*GIVEN TEXT*.
·····

With so much focus on sustainable lifestyle and green living these days, more people than ever before are looking to make changes to their behavior that positively impact the environment.
And if you’re searching for new and creative methods of reducing your ecological impact, we’ve put together a list of the top 15 ways that you and your family can live a greener, cleaner, and more earth-friendly lifestyle.
1. Eliminate Unnecessary Mail
We all know that annoying feeling of opening the mailbox and finding it packed full of unwanted letters and catalogs. And despite the prevalence of the internet, junk mail is still a frustrating part of our daily lives – and a significant burden on the environment.
It’s estimated that the average US home receives 1.5 trees worth of junk mail every year – which adds up to more than 100 million trees country-wide. Unsurprisingly, 44% of junk mail is never opened, but unfortunately, only 22% of it is recycled.
“According to Edward Humes, author of the book “Garbology: Our Dirty Love Affair with Trash,” the energy used to create and distribute junk mail in the US for one day could heat 250,000 homes.” wasteawaygroup.com
If you want to reduce your ecological footprint, you can start by placing a “no junk mail” sign on your letterbox, and you can also join a national registry that will put you on a “do not mail” list.
In a similar vein, you can also switch all of your phone bills, credit card statements, and other notices to an electronic format. The next time you receive an invoice or account statement in the mail, contact the sender and request it as an email instead.

·····

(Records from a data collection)

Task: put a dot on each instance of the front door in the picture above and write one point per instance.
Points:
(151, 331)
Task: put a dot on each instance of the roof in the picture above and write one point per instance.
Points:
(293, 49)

·····

*SHORT PROBLEM*. Continue the article on greener living, picking up right after its final sentence. These items stand apart from the text and have no connection to it.

*ANSWER BELOW*.
While these measures won’t guarantee that you’ll never receive another unwanted piece of mail, they’re definitely a move in the right direction.
2. Start a Home Compost
When we send food waste to an ordinary landfill, it releases methane gas, which is 84 times more powerful than CO2 as a warming agent. However, when we compost food scraps instead, they break down into natural organic matter and create healthier soil.
If your area has a curbside organic compost system, be sure to use that for all of your kitchen scraps and organic material. And better still, you can start a home compost and create nutrient-rich material for your garden and lawn – while keeping your household waste to a minimum.
3. Walk or Cycle Instead of Driving
For many of our everyday journeys – even the very short ones – we jump straight behind the wheel without a second thought. But in many cases, we can easily make these trips on two feet – or even two wheels.
Motor vehicles are one of the biggest producers of US air pollution, and leaving the car at home and walking or cycling instead is of great benefit to the environment, your health, and your wallet.
4. Reduce Your Meat and Dairy Consumption
Meat and dairy have been staples of the American diet for a long time, but our love of animal products also takes its toll on the environment. Producing 1 kg of beef creates 60 kg of greenhouse gasses – which may not sound like a lot – until you discover that last year in the US, we consumed over 27 billion pounds of beef.
“Skipping one serving of beef every Monday for a year saves the equivalent emissions to driving 348 miles in a car.” mondaycampaigns.org
If you want to reduce your intake of animal products, but you’re not sure where to start, here are a few tips:
- Try to avoid eating meat one day a week, such as “meat-free Monday”.
- Consider replacing milk with non-dairy alternatives, such as soy, oats, or almonds.
- When eating meat, try to reduce your portion sizes, and source it from your local area to reduce transport emissions.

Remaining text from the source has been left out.